• [Document segment]:
►
Iqra Said

Curriculum Vitae

Education

• 2025-Present
  PhD Friedrich-Schiller-Universität Jena, Germany
• 2020-2022
  M.Phil University of Okara (Okara, Pakistan) | CGPA: 3.60
• 2016-2020
  B.S Chemistry University of Sahiwal (Sahiwal, Pakistan) | CGPA: 3.36

Research Experiences

• Biological potential; Essential oil of plants, Solar cell applications; DFT- based analysis, Transition metal catalysis: C-H activation via iridium catalyzed borylation, Click Chemistry: SuFEx, Conventional Organic Synthesis: Selanadiazoles synthesis

Projects

• Fractionation and biological potential of Eucalyptus citriodora essential oil (Department of Chemistry, University of Okara)
• Non-fullerene based photovoltaic materials for solar cell applications: DFT-based analysis and interpretation (Department of Chemistry, University of Okara)
• Biopesticidal potential of Eucalyptus camaldulensis and Eucalyptus citriodora essential oils collected from subtropical desert climate of Okara (Department of Chemistry, University of Okara)
◄
[Dataset items]
►
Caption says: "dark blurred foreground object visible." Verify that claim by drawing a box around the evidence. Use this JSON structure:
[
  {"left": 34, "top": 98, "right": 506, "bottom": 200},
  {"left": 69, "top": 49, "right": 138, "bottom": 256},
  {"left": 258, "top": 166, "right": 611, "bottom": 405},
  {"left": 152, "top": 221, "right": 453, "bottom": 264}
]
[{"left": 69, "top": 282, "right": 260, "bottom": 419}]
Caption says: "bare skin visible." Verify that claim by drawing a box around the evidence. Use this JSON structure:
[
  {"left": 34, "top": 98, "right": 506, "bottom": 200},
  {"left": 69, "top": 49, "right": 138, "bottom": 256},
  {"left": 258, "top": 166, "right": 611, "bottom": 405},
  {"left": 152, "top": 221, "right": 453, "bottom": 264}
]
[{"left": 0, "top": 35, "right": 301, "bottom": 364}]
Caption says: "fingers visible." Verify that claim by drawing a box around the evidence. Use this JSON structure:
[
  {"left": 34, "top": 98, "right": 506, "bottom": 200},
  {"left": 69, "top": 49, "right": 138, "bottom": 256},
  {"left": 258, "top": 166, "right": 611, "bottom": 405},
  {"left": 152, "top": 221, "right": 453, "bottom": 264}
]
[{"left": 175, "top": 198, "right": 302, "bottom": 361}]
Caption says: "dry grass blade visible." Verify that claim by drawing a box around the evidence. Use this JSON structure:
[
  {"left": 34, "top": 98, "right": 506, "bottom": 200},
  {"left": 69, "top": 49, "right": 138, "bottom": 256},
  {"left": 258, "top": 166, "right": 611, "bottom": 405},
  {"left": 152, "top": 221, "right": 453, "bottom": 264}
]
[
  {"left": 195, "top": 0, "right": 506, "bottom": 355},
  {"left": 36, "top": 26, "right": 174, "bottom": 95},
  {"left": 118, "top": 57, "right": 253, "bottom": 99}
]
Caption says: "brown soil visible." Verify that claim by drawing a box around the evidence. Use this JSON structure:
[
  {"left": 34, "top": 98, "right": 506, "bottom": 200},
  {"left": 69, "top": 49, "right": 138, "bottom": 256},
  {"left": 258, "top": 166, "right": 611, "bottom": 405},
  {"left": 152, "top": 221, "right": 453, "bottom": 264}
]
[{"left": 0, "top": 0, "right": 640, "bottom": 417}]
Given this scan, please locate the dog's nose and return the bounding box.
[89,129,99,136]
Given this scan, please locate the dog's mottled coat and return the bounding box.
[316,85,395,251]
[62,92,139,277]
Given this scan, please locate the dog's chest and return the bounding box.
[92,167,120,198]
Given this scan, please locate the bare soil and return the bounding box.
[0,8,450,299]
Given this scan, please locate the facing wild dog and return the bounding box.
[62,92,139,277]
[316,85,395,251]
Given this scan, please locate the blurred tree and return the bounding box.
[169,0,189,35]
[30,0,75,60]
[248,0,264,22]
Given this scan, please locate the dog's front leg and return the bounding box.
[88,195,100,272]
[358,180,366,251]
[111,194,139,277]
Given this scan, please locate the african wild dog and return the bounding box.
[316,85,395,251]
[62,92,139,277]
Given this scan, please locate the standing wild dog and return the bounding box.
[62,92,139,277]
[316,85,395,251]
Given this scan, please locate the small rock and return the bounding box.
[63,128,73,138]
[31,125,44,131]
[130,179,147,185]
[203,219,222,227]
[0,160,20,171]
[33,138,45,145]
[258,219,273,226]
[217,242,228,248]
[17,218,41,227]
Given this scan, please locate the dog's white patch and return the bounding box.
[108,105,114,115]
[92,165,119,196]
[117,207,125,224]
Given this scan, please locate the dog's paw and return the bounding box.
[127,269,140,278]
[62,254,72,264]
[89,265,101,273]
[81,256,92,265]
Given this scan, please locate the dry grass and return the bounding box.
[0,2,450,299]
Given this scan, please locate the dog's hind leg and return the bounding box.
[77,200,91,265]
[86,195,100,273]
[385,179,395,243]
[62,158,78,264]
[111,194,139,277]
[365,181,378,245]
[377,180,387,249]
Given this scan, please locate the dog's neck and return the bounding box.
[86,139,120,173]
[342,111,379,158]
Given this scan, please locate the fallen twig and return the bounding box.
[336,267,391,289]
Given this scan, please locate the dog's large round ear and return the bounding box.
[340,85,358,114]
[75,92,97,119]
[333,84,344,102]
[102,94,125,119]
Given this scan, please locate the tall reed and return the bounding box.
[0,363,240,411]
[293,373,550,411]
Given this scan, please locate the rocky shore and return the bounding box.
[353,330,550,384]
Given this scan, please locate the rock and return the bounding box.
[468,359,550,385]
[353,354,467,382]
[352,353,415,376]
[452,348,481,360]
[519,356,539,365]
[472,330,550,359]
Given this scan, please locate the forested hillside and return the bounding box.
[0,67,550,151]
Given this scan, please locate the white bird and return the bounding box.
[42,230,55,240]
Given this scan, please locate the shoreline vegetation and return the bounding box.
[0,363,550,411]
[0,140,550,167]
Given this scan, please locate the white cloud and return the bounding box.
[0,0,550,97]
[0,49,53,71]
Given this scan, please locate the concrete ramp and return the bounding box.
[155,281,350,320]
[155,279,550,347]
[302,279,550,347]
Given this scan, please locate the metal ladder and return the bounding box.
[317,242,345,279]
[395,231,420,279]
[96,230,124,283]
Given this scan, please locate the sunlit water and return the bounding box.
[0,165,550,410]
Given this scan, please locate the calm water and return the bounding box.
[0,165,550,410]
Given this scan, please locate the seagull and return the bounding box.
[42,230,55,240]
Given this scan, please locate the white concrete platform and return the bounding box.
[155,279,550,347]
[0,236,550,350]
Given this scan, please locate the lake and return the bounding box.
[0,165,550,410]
◄
• [What you need to do]: Reproduce the curriculum vitae above in full, word for word.

• [Completed exercise]:
Iqra Said

Curriculum Vitae

Education

• 2025-Present
  PhD Friedrich-Schiller-Universität Jena, Germany
• 2020-2022
  M.Phil University of Okara (Okara, Pakistan) | CGPA: 3.60
• 2016-2020
  B.S Chemistry University of Sahiwal (Sahiwal, Pakistan) | CGPA: 3.36

Research Experiences

• Biological potential; Essential oil of plants, Solar cell applications; DFT- based analysis, Transition metal catalysis: C-H activation via iridium catalyzed borylation, Click Chemistry: SuFEx, Conventional Organic Synthesis: Selanadiazoles synthesis

Projects

• Fractionation and biological potential of Eucalyptus citriodora essential oil (Department of Chemistry, University of Okara)
• Non-fullerene based photovoltaic materials for solar cell applications: DFT-based analysis and interpretation (Department of Chemistry, University of Okara)
• Biopesticidal potential of Eucalyptus camaldulensis and Eucalyptus citriodora essential oils collected from subtropical desert climate of Okara (Department of Chemistry, University of Okara)